### WHAT YOU HAVE TO DO
Reproduce the items below word for word, from their start through the line containing "left=31, top=232, right=46, bottom=248", with that line included. Leave the pictures out.
====================
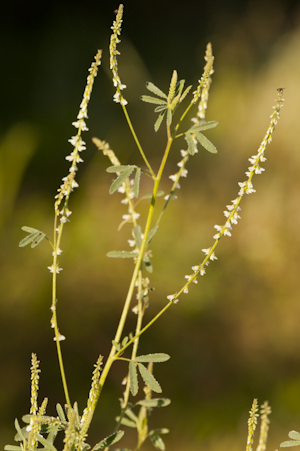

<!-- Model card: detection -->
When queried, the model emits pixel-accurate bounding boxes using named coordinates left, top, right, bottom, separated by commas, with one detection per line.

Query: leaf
left=106, top=165, right=136, bottom=173
left=154, top=110, right=166, bottom=132
left=134, top=353, right=170, bottom=363
left=132, top=225, right=143, bottom=249
left=141, top=96, right=167, bottom=105
left=21, top=226, right=40, bottom=233
left=106, top=251, right=137, bottom=258
left=141, top=191, right=165, bottom=200
left=168, top=70, right=177, bottom=105
left=147, top=228, right=159, bottom=244
left=138, top=363, right=162, bottom=393
left=280, top=440, right=300, bottom=448
left=189, top=121, right=218, bottom=132
left=289, top=431, right=300, bottom=440
left=109, top=166, right=134, bottom=194
left=149, top=431, right=165, bottom=451
left=133, top=168, right=141, bottom=197
left=92, top=431, right=124, bottom=451
left=185, top=132, right=195, bottom=155
left=146, top=81, right=167, bottom=99
left=31, top=232, right=46, bottom=248
left=129, top=360, right=139, bottom=396
left=112, top=340, right=121, bottom=352
left=195, top=132, right=218, bottom=153
left=35, top=434, right=56, bottom=451
left=167, top=108, right=172, bottom=125
left=116, top=417, right=136, bottom=428
left=137, top=398, right=171, bottom=407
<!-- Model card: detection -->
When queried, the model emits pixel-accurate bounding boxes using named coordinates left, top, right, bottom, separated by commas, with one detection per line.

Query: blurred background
left=0, top=0, right=300, bottom=451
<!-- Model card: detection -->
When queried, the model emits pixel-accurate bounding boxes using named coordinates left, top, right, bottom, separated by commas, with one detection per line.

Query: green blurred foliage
left=0, top=1, right=300, bottom=451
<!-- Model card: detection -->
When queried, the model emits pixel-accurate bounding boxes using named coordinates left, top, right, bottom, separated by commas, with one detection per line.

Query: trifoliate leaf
left=146, top=81, right=167, bottom=99
left=109, top=166, right=134, bottom=194
left=189, top=121, right=218, bottom=132
left=141, top=191, right=165, bottom=200
left=149, top=431, right=166, bottom=451
left=185, top=132, right=195, bottom=155
left=137, top=398, right=171, bottom=407
left=92, top=431, right=124, bottom=451
left=141, top=96, right=167, bottom=105
left=35, top=434, right=57, bottom=451
left=195, top=132, right=218, bottom=153
left=154, top=110, right=166, bottom=132
left=133, top=168, right=141, bottom=198
left=134, top=352, right=170, bottom=363
left=138, top=363, right=162, bottom=393
left=106, top=251, right=137, bottom=258
left=129, top=360, right=139, bottom=396
left=106, top=165, right=136, bottom=173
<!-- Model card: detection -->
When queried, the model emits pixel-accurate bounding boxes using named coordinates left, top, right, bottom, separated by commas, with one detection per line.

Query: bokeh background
left=0, top=0, right=300, bottom=451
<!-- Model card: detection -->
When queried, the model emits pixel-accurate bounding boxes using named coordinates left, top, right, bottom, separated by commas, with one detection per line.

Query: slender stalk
left=122, top=105, right=155, bottom=180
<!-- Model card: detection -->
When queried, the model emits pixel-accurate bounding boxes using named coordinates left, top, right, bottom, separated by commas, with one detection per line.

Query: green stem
left=122, top=105, right=155, bottom=179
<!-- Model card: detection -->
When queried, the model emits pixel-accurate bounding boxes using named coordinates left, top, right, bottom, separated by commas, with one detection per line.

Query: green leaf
left=92, top=431, right=124, bottom=451
left=146, top=81, right=167, bottom=99
left=167, top=108, right=172, bottom=125
left=168, top=70, right=177, bottom=105
left=30, top=232, right=46, bottom=248
left=280, top=440, right=300, bottom=448
left=137, top=398, right=171, bottom=407
left=185, top=132, right=196, bottom=155
left=141, top=96, right=167, bottom=105
left=132, top=225, right=143, bottom=249
left=138, top=363, right=162, bottom=393
left=189, top=121, right=218, bottom=132
left=106, top=251, right=137, bottom=258
left=149, top=431, right=165, bottom=451
left=35, top=434, right=56, bottom=451
left=133, top=168, right=141, bottom=198
left=134, top=353, right=170, bottom=363
left=141, top=191, right=165, bottom=200
left=195, top=132, right=218, bottom=153
left=143, top=255, right=153, bottom=273
left=116, top=417, right=136, bottom=429
left=147, top=226, right=159, bottom=244
left=154, top=110, right=166, bottom=132
left=180, top=85, right=192, bottom=102
left=106, top=165, right=136, bottom=173
left=112, top=340, right=121, bottom=352
left=21, top=226, right=40, bottom=233
left=109, top=166, right=134, bottom=194
left=129, top=360, right=139, bottom=396
left=19, top=231, right=40, bottom=247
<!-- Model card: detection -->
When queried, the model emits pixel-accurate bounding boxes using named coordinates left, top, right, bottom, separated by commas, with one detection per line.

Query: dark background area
left=0, top=0, right=300, bottom=451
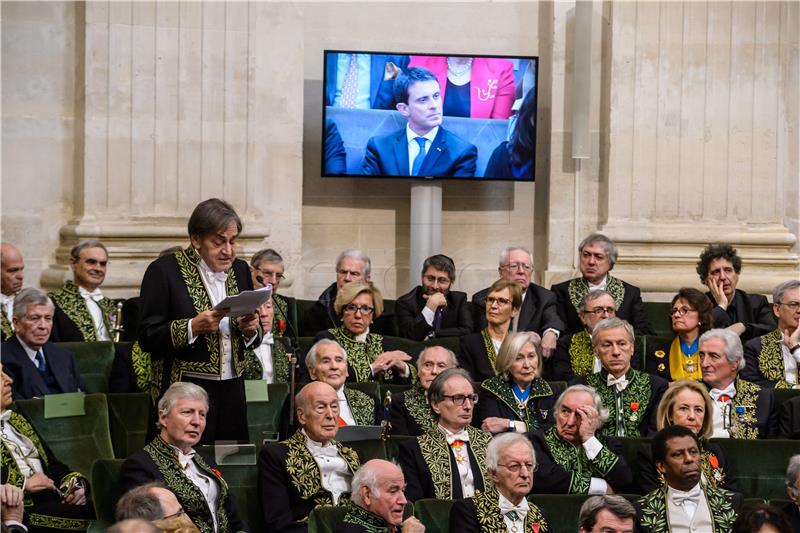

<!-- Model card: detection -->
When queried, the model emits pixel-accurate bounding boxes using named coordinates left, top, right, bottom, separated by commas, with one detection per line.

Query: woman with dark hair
left=483, top=90, right=536, bottom=180
left=646, top=288, right=713, bottom=381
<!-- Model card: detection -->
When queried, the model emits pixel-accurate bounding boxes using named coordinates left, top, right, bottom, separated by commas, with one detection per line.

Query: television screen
left=322, top=50, right=539, bottom=181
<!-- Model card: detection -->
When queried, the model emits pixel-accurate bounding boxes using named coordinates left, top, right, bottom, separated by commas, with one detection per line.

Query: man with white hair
left=303, top=250, right=372, bottom=337
left=336, top=459, right=425, bottom=533
left=472, top=246, right=565, bottom=359
left=450, top=433, right=553, bottom=533
left=306, top=339, right=382, bottom=426
left=742, top=279, right=800, bottom=389
left=119, top=381, right=250, bottom=533
left=527, top=385, right=632, bottom=494
left=699, top=329, right=777, bottom=439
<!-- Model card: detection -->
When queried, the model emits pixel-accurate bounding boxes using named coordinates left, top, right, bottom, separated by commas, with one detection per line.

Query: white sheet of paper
left=214, top=284, right=272, bottom=318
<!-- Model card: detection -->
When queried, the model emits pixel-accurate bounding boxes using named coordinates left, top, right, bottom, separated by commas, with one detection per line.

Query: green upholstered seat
left=247, top=383, right=292, bottom=448
left=712, top=439, right=800, bottom=500
left=219, top=465, right=266, bottom=532
left=414, top=499, right=453, bottom=533
left=14, top=394, right=114, bottom=478
left=91, top=459, right=124, bottom=531
left=106, top=392, right=152, bottom=459
left=58, top=341, right=115, bottom=392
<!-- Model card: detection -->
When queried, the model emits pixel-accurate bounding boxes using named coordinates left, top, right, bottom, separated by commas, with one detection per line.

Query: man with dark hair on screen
left=361, top=67, right=478, bottom=177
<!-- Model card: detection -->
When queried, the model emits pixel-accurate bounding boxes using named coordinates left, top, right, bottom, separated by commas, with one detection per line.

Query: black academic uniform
left=395, top=286, right=472, bottom=341
left=472, top=283, right=566, bottom=335
left=550, top=278, right=655, bottom=335
left=0, top=335, right=86, bottom=400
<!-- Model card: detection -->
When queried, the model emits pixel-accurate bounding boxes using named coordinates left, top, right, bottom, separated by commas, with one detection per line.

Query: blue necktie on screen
left=411, top=137, right=427, bottom=176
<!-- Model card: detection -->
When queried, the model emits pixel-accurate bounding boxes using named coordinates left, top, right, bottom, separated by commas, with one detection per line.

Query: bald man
left=258, top=381, right=360, bottom=532
left=0, top=243, right=25, bottom=341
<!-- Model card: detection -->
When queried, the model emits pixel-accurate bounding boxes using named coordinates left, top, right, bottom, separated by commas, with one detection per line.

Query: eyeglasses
left=500, top=263, right=533, bottom=272
left=344, top=304, right=375, bottom=315
left=497, top=463, right=539, bottom=474
left=423, top=275, right=450, bottom=285
left=583, top=307, right=617, bottom=316
left=442, top=394, right=478, bottom=405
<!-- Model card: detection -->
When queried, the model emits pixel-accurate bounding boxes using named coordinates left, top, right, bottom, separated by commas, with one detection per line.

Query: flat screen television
left=321, top=50, right=539, bottom=181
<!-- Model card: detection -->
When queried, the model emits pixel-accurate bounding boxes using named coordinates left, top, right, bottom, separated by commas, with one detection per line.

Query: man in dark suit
left=139, top=198, right=261, bottom=443
left=325, top=52, right=409, bottom=109
left=336, top=459, right=425, bottom=533
left=119, top=382, right=250, bottom=533
left=395, top=254, right=472, bottom=341
left=361, top=67, right=478, bottom=177
left=550, top=233, right=655, bottom=335
left=697, top=244, right=775, bottom=342
left=472, top=246, right=565, bottom=359
left=2, top=288, right=86, bottom=400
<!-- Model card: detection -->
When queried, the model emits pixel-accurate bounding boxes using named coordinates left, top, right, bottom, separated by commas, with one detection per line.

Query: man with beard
left=638, top=424, right=742, bottom=533
left=395, top=254, right=472, bottom=341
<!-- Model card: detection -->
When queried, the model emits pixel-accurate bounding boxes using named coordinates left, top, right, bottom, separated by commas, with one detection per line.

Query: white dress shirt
left=302, top=430, right=353, bottom=505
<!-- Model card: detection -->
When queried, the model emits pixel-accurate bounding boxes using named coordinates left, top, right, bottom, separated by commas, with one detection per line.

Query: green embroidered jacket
left=48, top=281, right=116, bottom=342
left=639, top=484, right=738, bottom=533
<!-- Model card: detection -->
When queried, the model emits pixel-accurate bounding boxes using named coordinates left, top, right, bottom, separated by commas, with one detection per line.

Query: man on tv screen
left=361, top=67, right=478, bottom=177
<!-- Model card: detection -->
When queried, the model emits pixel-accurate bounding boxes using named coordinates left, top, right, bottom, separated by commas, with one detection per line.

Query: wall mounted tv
left=322, top=50, right=539, bottom=181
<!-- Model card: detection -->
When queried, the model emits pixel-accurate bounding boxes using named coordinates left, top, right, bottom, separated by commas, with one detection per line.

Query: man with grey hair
left=335, top=459, right=425, bottom=533
left=389, top=346, right=458, bottom=437
left=50, top=239, right=116, bottom=342
left=302, top=250, right=372, bottom=337
left=472, top=246, right=566, bottom=359
left=783, top=454, right=800, bottom=531
left=305, top=339, right=382, bottom=426
left=0, top=242, right=25, bottom=341
left=2, top=288, right=86, bottom=400
left=742, top=279, right=800, bottom=389
left=399, top=368, right=491, bottom=501
left=120, top=381, right=249, bottom=533
left=578, top=494, right=636, bottom=533
left=527, top=385, right=632, bottom=494
left=699, top=329, right=777, bottom=439
left=450, top=433, right=553, bottom=533
left=574, top=318, right=667, bottom=437
left=550, top=233, right=655, bottom=335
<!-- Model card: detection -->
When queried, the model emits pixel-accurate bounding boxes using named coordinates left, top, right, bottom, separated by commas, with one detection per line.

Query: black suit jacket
left=361, top=126, right=478, bottom=178
left=395, top=286, right=472, bottom=341
left=472, top=283, right=565, bottom=335
left=706, top=289, right=777, bottom=343
left=550, top=280, right=655, bottom=335
left=2, top=335, right=86, bottom=400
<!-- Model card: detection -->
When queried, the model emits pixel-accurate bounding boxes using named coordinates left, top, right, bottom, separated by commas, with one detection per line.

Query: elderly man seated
left=258, top=381, right=360, bottom=532
left=389, top=346, right=458, bottom=437
left=336, top=459, right=425, bottom=533
left=550, top=233, right=655, bottom=335
left=1, top=288, right=86, bottom=400
left=120, top=381, right=250, bottom=533
left=742, top=279, right=800, bottom=389
left=399, top=368, right=491, bottom=501
left=639, top=425, right=742, bottom=533
left=306, top=339, right=382, bottom=426
left=696, top=244, right=775, bottom=341
left=699, top=329, right=777, bottom=439
left=0, top=365, right=94, bottom=532
left=527, top=385, right=632, bottom=494
left=576, top=318, right=667, bottom=437
left=450, top=433, right=553, bottom=533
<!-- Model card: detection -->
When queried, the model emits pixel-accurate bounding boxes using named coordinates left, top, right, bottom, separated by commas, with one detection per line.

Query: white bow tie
left=606, top=374, right=628, bottom=392
left=671, top=483, right=700, bottom=506
left=78, top=287, right=103, bottom=302
left=708, top=383, right=736, bottom=402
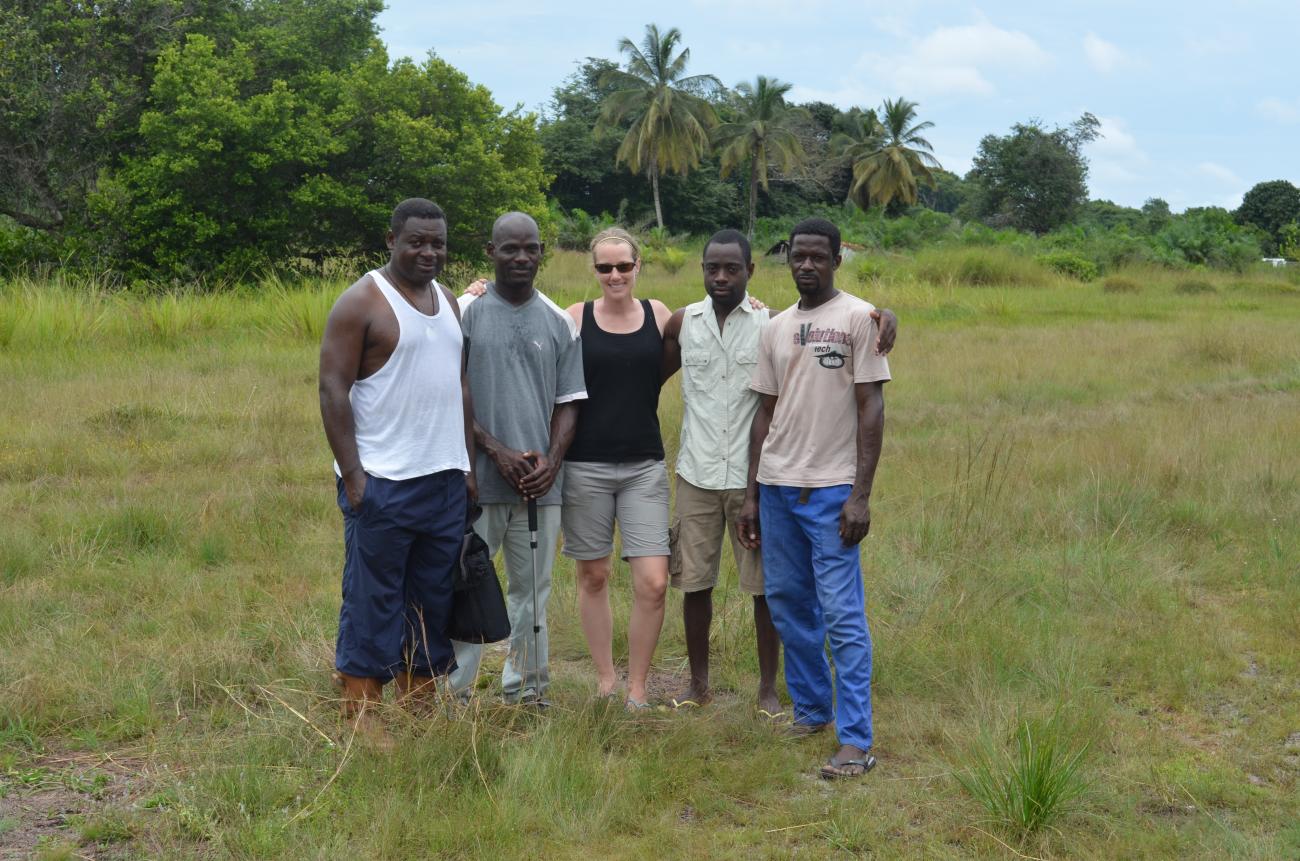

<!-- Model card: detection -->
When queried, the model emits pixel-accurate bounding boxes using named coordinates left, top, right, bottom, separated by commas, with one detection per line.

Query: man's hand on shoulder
left=871, top=308, right=898, bottom=356
left=519, top=451, right=562, bottom=499
left=343, top=470, right=369, bottom=511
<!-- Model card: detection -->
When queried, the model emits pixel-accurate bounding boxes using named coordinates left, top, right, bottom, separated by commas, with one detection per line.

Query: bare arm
left=736, top=394, right=776, bottom=550
left=438, top=284, right=478, bottom=501
left=320, top=281, right=371, bottom=510
left=840, top=382, right=885, bottom=546
left=659, top=308, right=686, bottom=382
left=871, top=308, right=898, bottom=356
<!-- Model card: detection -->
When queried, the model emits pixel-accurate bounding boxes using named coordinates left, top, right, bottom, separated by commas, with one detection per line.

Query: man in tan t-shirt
left=740, top=219, right=889, bottom=778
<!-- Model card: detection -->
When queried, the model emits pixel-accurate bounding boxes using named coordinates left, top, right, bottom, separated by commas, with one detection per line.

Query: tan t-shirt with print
left=750, top=293, right=889, bottom=488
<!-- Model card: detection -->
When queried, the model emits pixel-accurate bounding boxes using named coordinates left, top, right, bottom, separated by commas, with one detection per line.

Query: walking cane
left=528, top=497, right=542, bottom=700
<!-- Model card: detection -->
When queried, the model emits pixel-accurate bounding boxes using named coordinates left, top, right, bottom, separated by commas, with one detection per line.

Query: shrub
left=1035, top=251, right=1097, bottom=281
left=1174, top=278, right=1216, bottom=297
left=1101, top=274, right=1141, bottom=293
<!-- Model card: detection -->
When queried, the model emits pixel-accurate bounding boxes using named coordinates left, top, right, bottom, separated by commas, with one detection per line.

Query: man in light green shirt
left=663, top=230, right=897, bottom=718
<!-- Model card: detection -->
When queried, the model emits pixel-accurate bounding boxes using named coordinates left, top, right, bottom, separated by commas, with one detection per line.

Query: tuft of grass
left=1101, top=274, right=1141, bottom=293
left=260, top=277, right=343, bottom=343
left=77, top=810, right=135, bottom=845
left=915, top=247, right=1056, bottom=287
left=956, top=719, right=1089, bottom=835
left=1174, top=278, right=1218, bottom=297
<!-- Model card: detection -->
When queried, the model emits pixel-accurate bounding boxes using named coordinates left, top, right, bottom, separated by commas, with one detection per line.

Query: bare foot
left=672, top=684, right=714, bottom=709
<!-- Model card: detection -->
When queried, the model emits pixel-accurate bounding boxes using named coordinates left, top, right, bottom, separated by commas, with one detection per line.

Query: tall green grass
left=957, top=721, right=1088, bottom=836
left=0, top=252, right=1300, bottom=858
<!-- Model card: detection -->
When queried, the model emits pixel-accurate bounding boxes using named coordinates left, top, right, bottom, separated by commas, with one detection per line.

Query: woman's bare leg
left=629, top=557, right=668, bottom=702
left=576, top=557, right=616, bottom=697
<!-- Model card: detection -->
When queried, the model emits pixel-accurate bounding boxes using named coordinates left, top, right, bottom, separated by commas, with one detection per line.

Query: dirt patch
left=0, top=753, right=152, bottom=861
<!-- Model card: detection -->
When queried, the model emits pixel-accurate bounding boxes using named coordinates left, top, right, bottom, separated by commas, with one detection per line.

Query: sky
left=378, top=0, right=1300, bottom=212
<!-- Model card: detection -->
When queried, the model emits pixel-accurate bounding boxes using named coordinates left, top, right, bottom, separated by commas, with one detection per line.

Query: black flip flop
left=822, top=753, right=876, bottom=780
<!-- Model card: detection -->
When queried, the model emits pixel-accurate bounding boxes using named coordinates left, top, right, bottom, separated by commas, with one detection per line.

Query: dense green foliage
left=967, top=113, right=1100, bottom=234
left=0, top=10, right=1279, bottom=285
left=1236, top=179, right=1300, bottom=255
left=0, top=0, right=547, bottom=280
left=845, top=99, right=940, bottom=209
left=601, top=23, right=722, bottom=229
left=714, top=75, right=807, bottom=239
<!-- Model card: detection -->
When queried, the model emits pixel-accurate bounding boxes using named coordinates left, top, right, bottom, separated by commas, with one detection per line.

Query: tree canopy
left=0, top=0, right=549, bottom=280
left=714, top=75, right=807, bottom=239
left=966, top=113, right=1101, bottom=233
left=602, top=23, right=722, bottom=228
left=1234, top=179, right=1300, bottom=255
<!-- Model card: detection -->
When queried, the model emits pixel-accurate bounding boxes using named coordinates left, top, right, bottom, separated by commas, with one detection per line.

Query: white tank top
left=334, top=269, right=469, bottom=479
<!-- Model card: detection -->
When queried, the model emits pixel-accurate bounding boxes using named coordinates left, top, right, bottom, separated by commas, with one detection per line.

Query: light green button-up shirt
left=677, top=297, right=768, bottom=490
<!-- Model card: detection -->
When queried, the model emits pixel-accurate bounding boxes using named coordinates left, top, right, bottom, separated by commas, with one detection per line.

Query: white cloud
left=1087, top=117, right=1151, bottom=199
left=1196, top=161, right=1242, bottom=186
left=836, top=21, right=1050, bottom=107
left=1255, top=96, right=1300, bottom=125
left=1083, top=33, right=1125, bottom=74
left=1088, top=117, right=1151, bottom=164
left=1183, top=27, right=1251, bottom=57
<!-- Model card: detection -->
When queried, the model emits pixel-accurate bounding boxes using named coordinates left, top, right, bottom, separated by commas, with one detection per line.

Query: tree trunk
left=749, top=152, right=758, bottom=242
left=650, top=156, right=663, bottom=230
====================
### SOLUTION TO THE EXERCISE
<!-- Model card: detection -->
When queried, the model emits pixel-accurate bounding boxes using named coordinates left, top, right, bottom, separated by commas, with one detection per line.

Query: leaf
left=106, top=165, right=136, bottom=173
left=154, top=110, right=166, bottom=132
left=134, top=353, right=170, bottom=363
left=132, top=225, right=143, bottom=249
left=141, top=96, right=167, bottom=105
left=21, top=226, right=40, bottom=233
left=106, top=251, right=137, bottom=258
left=141, top=191, right=165, bottom=200
left=168, top=70, right=177, bottom=105
left=147, top=228, right=159, bottom=244
left=138, top=363, right=162, bottom=393
left=280, top=440, right=300, bottom=448
left=189, top=121, right=218, bottom=132
left=289, top=431, right=300, bottom=440
left=109, top=166, right=134, bottom=194
left=149, top=431, right=165, bottom=451
left=133, top=168, right=141, bottom=197
left=92, top=431, right=124, bottom=451
left=185, top=132, right=195, bottom=155
left=146, top=81, right=167, bottom=99
left=31, top=232, right=46, bottom=248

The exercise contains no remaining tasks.